Stated problem ->
Find every line in the two blocks below that contains the string "road" and copy each of those lines in full.

* begin *

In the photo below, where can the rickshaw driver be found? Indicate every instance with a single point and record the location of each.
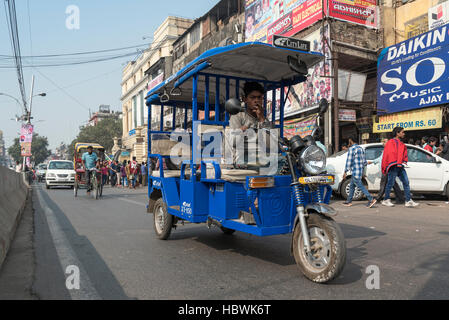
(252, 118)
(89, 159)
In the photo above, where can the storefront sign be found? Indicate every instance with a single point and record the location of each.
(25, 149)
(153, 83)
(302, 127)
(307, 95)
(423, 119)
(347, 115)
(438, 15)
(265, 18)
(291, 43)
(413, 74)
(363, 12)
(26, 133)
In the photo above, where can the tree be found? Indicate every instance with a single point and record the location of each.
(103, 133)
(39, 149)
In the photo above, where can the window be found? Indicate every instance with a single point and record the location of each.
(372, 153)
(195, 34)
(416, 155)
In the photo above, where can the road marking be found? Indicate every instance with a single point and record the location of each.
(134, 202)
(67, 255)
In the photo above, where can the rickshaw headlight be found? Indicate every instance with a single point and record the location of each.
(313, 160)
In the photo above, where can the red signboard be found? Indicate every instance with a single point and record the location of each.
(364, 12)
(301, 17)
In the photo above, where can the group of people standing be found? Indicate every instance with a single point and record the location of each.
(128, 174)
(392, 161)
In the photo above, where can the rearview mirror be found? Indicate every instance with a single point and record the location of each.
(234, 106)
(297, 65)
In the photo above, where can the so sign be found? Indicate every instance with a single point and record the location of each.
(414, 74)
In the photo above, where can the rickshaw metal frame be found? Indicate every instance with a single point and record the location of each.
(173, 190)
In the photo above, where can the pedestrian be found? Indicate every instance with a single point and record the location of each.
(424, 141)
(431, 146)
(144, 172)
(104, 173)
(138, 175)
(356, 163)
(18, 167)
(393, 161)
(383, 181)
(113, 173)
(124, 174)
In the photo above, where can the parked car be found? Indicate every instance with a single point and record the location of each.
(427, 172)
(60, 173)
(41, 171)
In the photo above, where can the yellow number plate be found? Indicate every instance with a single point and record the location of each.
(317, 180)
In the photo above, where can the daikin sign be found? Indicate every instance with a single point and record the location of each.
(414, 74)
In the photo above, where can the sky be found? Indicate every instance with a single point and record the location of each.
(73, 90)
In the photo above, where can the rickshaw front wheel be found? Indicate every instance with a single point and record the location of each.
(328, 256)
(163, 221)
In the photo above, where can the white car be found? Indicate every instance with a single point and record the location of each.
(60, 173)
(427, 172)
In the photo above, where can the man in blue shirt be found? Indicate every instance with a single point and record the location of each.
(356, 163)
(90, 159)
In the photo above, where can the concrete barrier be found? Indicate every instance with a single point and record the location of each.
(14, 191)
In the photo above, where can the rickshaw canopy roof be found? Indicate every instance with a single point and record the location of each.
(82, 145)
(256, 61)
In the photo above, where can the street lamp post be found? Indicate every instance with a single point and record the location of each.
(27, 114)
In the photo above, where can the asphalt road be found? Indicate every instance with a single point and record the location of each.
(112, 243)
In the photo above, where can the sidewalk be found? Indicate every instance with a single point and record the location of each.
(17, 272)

* end *
* begin *

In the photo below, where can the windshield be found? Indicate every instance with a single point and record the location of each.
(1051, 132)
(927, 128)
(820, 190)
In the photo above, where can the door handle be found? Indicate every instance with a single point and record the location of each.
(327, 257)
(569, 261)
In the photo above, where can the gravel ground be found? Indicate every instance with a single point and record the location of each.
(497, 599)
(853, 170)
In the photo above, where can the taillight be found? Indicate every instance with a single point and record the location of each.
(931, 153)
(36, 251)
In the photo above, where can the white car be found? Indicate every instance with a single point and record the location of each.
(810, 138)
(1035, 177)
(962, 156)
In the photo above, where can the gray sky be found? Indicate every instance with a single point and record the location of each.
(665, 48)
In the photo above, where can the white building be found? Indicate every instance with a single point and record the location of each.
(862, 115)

* end *

The result ->
In the photo above, where can the road marking be found? Indicate every instance with a single point and record the location of each.
In the photo above, where can the asphalt road be found? Indicate every instance with a single point and record the location of each.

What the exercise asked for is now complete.